▶ **Exercise description**:
Answer these questions using the weekend viewing guide below.
(a) What three recommendations does the guide sort the week's offerings into?
(b) Which film gets the "SEE IT" recommendation, and where can it be seen?
(c) In the last xXx movie, what does Diesel's hero have attached to his feet when he leaps from a satellite tower?

What to watch in theaters or stream at home this weekend

March 13, 2020, 3:30 PM UTC
Columbia Pictures; Disney+;Universal
Columbia Pictures; Disney+;Universal

Whether you’re standing in the theater lobby or curled up in bed, deciding what to watch next is often the most difficult part of any pop-culture junkie’s day. And with dozens of films in theaters on any given weekend, plus virtually endless layers of streaming purgatory to sort through in search of your next binge-watch, there’s more out there—and tougher decisions to make—than ever.

Fortune‘s here to help you navigate the week’s latest offerings, boiling all the entertainment out there down into three distinct recommendations: should you see it, stream it, or skip it? Find out below.

SEE IT: ‘Bloodshot’ (In theaters)

Vin Diesel is a movie star too incalculably massive for the meager blockbuster vehicles that seek so foolishly to contain him.

In the Fast and Furious movies, he’s evolved from boosting electronics on the streets of Los Angeles to deadlifting 3,000-pound supercars. The xXx movies, which opened in a place of high-octane absurdity, have similarly added more implausible feats of extreme athleticism for Diesel’s hero to pull off with each passing entry; they kickstarted the last one by having him leap from a satellite tower with skis attached to his feet, after which point he lands flawlessly and proceed to ski a jungle.

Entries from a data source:
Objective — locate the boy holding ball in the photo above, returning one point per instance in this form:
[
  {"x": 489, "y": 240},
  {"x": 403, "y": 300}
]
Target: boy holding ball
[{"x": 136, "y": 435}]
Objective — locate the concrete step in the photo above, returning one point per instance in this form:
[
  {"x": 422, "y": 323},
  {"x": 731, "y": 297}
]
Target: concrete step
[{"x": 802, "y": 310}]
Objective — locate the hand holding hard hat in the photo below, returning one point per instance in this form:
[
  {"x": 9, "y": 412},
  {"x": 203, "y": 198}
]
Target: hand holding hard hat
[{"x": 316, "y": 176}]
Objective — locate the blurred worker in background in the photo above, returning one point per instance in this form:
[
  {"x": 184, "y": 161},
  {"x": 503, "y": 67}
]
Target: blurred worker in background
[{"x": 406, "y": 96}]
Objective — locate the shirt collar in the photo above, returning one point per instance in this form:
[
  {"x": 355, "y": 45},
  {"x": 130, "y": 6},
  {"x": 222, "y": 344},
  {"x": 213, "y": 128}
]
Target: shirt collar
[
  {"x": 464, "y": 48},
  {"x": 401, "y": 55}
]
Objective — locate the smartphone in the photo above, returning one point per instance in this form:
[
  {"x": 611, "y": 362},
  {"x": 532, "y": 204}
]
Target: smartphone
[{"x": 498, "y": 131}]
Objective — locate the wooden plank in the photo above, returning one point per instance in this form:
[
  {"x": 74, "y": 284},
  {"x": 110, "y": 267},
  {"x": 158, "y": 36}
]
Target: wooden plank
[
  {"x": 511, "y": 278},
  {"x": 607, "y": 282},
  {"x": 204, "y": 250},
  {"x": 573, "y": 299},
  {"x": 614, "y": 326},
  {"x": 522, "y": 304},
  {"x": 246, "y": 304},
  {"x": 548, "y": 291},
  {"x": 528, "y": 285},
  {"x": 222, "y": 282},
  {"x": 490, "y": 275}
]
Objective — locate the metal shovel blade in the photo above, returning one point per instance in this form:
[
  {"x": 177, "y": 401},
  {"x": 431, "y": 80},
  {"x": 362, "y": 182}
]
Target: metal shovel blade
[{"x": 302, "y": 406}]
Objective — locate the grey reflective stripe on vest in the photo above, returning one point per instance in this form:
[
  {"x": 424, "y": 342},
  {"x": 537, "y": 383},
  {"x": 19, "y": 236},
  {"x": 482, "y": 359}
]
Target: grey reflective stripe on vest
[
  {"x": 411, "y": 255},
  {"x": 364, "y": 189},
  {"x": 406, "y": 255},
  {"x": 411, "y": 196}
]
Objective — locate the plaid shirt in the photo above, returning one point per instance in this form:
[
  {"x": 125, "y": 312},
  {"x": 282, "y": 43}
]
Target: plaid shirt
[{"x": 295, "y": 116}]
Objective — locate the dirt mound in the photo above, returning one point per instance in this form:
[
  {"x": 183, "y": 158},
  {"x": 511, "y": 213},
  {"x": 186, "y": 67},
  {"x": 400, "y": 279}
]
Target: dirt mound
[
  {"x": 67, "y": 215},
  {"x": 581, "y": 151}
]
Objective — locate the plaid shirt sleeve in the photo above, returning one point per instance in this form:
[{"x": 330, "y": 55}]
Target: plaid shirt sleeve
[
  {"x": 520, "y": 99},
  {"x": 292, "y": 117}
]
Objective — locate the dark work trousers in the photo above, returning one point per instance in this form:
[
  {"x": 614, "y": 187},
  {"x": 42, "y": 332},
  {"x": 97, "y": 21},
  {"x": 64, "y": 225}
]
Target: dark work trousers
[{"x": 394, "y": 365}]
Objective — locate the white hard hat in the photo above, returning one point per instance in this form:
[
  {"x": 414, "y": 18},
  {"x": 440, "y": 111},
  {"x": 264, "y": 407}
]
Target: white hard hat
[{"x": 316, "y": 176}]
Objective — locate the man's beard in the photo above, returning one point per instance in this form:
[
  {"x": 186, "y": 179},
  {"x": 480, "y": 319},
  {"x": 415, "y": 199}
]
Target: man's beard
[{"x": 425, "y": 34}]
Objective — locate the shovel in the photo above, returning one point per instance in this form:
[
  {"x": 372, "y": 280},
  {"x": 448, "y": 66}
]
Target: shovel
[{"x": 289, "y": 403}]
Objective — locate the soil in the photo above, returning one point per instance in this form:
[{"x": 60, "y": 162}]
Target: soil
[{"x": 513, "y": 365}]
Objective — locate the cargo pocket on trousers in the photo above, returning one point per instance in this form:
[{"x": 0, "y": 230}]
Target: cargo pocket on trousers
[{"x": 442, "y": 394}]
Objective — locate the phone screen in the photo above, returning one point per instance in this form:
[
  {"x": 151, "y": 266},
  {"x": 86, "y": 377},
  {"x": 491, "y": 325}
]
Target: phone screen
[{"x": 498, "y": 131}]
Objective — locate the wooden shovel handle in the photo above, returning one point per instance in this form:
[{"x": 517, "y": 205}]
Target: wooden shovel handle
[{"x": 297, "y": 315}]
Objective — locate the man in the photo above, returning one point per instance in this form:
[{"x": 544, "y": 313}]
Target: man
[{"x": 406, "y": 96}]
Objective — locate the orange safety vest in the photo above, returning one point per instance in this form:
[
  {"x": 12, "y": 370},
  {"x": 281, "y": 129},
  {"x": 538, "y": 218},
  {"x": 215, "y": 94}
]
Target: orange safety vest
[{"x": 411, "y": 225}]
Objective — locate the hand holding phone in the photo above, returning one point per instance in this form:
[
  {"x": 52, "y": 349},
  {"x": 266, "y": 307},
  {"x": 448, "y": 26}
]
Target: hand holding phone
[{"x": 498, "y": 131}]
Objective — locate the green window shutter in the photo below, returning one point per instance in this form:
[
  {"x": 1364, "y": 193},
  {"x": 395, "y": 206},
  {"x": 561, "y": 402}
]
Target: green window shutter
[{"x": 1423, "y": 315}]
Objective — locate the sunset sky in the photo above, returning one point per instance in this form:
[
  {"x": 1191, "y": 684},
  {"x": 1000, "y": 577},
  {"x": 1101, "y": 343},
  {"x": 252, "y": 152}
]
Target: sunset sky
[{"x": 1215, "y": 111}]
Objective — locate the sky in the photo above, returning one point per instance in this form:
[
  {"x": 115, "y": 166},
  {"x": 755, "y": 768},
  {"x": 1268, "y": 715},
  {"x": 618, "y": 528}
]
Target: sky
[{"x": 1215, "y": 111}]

▶ **Task answer**:
(a) See it, stream it, or skip it.
(b) 'Bloodshot', in theaters.
(c) Skis.